RECORDS FOR THIS EXERCISE:
⟨
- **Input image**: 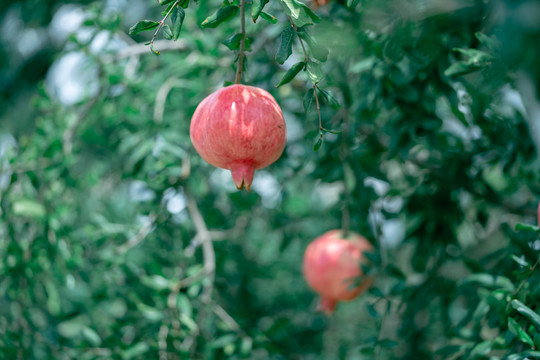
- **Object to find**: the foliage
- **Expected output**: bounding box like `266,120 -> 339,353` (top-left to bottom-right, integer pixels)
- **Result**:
0,0 -> 540,359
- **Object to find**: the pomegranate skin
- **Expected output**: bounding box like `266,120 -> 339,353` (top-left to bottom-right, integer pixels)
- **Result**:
190,84 -> 287,191
302,230 -> 373,315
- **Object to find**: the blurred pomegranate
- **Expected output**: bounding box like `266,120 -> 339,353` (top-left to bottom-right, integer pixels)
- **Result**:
190,85 -> 287,191
303,230 -> 373,314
⟩
AIM OF THE TASK: Switch every "pomegranate" in the records to "fruit" and change nothing else. Omit the pictures from your answer.

WRITTEN RESPONSE:
- **Input image**: 
- **Object to find**: the foliage
- **Expected output**: bounding box like `266,120 -> 339,353` (top-left to bottom-right, integer pixels)
- **Result**:
0,0 -> 540,359
- **Object to find**: the fruit skin
- **Expected output**: bounding box like `266,120 -> 339,353` (top-left to bottom-right, integer pixels)
- **Result**:
190,84 -> 287,191
302,230 -> 373,315
- **Object to find**: the blurred fruit
- **Expected output**: bounding box like `266,120 -> 339,353` (top-left to bottom-right, integer pixels)
- **Result**:
190,85 -> 287,191
303,230 -> 373,314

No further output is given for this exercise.